Transcribe the tail of the listing: start at the line containing "Locate the panda face;" and stop after the last line, keeping every character as is and adding nothing.

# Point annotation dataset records
• • •
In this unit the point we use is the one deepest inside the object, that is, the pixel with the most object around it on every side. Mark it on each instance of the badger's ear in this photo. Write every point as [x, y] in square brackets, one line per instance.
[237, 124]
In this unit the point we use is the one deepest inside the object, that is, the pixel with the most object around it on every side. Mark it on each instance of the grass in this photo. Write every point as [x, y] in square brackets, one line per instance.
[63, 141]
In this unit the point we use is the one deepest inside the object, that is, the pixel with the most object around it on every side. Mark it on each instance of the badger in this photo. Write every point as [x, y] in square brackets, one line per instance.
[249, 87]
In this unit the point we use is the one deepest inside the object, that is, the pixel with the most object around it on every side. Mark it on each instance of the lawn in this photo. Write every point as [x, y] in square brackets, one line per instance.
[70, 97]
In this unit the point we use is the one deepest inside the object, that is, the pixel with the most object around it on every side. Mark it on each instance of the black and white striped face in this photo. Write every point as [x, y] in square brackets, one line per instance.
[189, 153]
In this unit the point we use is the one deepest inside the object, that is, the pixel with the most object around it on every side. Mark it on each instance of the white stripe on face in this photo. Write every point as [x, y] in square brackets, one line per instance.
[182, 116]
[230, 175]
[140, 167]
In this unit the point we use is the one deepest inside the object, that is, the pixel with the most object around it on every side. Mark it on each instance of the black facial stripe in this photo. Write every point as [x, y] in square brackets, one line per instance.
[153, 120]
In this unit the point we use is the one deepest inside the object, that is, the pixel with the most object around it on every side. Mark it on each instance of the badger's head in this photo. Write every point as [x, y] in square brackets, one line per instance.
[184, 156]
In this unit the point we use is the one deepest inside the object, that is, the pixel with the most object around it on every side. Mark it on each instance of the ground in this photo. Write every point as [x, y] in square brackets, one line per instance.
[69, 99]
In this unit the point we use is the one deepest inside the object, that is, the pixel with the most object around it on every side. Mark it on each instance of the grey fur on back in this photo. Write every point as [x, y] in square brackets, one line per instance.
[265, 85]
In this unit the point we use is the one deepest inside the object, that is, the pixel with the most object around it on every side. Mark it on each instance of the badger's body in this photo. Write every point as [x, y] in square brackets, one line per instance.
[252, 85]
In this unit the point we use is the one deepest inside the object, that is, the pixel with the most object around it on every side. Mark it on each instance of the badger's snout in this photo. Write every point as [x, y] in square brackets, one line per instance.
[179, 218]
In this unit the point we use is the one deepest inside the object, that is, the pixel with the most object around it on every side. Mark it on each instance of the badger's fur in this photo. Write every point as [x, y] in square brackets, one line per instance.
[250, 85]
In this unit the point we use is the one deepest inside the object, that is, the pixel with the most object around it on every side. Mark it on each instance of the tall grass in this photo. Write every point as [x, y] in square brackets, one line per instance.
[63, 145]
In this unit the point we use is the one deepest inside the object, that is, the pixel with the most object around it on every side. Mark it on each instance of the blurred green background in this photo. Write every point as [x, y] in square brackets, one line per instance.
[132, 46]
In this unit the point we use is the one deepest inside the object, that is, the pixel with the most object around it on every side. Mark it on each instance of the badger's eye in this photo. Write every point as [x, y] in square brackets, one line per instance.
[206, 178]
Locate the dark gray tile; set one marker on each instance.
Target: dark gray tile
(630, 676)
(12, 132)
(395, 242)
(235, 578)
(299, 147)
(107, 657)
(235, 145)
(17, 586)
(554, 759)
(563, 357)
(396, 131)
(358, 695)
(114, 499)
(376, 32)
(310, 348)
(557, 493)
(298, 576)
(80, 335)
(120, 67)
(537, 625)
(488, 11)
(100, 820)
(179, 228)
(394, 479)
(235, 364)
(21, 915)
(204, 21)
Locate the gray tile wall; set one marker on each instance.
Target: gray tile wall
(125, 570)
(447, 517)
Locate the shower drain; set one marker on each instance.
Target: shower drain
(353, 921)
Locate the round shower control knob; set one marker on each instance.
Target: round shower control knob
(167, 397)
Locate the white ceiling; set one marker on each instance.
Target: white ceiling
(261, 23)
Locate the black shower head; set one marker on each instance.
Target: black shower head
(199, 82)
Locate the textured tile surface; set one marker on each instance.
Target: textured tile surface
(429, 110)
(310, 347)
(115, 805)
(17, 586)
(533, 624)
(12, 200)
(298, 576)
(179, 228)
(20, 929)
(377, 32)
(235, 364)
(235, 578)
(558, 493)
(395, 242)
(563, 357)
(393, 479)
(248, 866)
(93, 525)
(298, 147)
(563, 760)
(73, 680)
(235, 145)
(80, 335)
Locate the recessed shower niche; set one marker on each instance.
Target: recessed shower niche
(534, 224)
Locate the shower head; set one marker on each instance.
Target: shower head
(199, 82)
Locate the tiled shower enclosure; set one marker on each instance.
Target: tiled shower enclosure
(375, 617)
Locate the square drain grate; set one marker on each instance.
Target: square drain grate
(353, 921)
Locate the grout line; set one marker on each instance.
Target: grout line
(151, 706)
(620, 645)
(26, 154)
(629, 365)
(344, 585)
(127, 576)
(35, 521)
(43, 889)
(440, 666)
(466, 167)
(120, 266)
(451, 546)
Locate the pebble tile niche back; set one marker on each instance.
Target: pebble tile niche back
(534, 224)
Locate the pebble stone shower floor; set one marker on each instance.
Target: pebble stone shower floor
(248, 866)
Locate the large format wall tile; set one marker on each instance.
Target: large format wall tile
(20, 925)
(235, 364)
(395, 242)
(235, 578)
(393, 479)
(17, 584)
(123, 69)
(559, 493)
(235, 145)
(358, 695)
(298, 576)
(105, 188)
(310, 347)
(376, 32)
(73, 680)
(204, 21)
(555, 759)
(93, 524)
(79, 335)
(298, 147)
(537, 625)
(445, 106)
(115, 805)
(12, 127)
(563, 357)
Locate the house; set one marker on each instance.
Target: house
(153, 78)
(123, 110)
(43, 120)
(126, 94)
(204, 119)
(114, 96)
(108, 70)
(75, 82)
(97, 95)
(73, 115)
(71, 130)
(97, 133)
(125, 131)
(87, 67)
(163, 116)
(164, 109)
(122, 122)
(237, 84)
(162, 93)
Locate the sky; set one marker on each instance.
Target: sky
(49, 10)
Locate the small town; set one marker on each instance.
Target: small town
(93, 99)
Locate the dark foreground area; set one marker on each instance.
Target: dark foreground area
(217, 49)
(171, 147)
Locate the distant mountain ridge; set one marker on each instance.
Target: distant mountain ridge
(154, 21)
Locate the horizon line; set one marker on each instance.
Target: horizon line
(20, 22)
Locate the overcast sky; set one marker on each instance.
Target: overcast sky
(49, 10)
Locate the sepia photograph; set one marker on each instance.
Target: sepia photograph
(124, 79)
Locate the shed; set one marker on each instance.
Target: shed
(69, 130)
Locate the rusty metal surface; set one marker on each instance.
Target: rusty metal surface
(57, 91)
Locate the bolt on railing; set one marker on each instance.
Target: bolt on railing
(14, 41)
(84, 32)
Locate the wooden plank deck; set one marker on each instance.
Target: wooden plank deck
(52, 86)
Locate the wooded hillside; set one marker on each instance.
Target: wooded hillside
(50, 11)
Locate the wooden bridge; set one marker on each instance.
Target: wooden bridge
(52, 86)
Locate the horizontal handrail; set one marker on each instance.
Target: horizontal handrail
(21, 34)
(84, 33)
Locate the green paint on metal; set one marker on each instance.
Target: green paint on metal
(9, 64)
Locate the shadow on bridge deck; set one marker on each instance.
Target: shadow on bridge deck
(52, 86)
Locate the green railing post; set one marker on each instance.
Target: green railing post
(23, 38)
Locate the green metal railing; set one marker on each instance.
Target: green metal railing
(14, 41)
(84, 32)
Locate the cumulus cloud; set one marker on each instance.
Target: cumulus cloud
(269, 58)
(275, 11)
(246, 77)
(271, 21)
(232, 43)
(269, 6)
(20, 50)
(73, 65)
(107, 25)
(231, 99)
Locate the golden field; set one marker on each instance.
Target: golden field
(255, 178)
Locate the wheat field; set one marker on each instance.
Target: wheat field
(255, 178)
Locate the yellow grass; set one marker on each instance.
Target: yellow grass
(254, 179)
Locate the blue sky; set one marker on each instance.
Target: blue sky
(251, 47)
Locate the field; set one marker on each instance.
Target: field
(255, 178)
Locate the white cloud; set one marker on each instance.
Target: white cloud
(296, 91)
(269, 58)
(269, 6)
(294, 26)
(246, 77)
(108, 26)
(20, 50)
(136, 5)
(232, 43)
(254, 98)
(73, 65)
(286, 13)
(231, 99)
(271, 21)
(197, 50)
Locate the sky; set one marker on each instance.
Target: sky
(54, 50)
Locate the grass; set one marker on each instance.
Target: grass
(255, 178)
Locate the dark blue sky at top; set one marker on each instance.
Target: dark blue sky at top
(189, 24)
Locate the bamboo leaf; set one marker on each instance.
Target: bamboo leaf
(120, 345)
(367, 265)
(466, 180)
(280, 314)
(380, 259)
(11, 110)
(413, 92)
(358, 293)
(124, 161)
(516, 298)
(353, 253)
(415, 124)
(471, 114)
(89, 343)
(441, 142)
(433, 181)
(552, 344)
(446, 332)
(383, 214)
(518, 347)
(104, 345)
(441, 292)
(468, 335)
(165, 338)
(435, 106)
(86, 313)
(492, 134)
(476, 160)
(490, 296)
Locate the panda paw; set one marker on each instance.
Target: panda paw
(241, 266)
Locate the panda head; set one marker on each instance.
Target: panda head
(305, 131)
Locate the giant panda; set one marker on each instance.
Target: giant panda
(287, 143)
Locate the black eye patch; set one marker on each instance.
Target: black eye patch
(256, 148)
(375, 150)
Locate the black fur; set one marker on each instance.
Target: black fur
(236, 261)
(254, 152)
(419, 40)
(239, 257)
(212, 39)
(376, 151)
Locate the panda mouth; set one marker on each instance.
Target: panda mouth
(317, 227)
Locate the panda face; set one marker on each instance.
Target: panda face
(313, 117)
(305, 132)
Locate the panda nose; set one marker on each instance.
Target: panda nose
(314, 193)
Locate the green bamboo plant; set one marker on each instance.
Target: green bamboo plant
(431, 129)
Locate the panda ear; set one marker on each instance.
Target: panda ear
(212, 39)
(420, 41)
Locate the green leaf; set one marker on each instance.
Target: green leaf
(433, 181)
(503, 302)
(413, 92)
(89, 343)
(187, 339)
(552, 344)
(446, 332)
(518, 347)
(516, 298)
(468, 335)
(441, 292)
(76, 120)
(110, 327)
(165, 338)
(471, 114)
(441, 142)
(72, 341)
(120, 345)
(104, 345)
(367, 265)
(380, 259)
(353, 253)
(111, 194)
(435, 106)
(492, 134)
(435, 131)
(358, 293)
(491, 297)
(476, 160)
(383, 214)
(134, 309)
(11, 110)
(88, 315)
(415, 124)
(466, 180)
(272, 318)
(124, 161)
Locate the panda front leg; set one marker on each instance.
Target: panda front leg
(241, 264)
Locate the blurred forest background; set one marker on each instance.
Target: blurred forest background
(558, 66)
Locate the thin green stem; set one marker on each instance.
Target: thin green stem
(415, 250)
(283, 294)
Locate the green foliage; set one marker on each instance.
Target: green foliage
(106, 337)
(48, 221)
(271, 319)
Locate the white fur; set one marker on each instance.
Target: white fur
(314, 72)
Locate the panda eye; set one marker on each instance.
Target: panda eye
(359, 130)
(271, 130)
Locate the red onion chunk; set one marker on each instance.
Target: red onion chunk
• • •
# Final result
Locate the panda face; set one marker on each instance.
Target: panda face
(313, 117)
(305, 132)
Locate the panda nose; set one marker on each instance.
Target: panda nose
(314, 193)
Locate the green bamboo plant; set one marker on each instance.
Target: green bamboo plant
(431, 129)
Locate the panda ear; set one marker on each instance.
Target: panda ear
(212, 39)
(420, 41)
Locate the green leaf; set one marker on each instance.
Target: green leaf
(433, 181)
(503, 302)
(413, 92)
(89, 343)
(187, 339)
(552, 344)
(446, 332)
(518, 347)
(516, 298)
(468, 335)
(441, 292)
(76, 120)
(110, 327)
(165, 338)
(471, 114)
(441, 142)
(72, 341)
(120, 345)
(104, 345)
(367, 265)
(380, 259)
(353, 253)
(111, 194)
(435, 106)
(492, 134)
(435, 131)
(358, 293)
(491, 297)
(476, 160)
(383, 214)
(134, 309)
(11, 110)
(88, 315)
(415, 124)
(466, 180)
(272, 318)
(124, 161)
Locate the panda front leg; set one marker on each instance.
Target: panda front leg
(241, 264)
Locate the blurred forest background; set one marker on each instance.
Target: blurred forest background
(558, 66)
Locate the thin green stem; set one marker on each instance.
Target: thin green stem
(415, 250)
(283, 294)
Locate the green foliage; set one marker on each instance.
Target: green foliage
(106, 337)
(48, 221)
(271, 319)
Locate the white fur; set one marker on each instance.
Target: white fur
(314, 72)
Locate the panda eye; set one marker on each instance.
Target: panda eye
(359, 130)
(271, 130)
Locate the red onion chunk; set one marker on each instance.
Target: red onion chunk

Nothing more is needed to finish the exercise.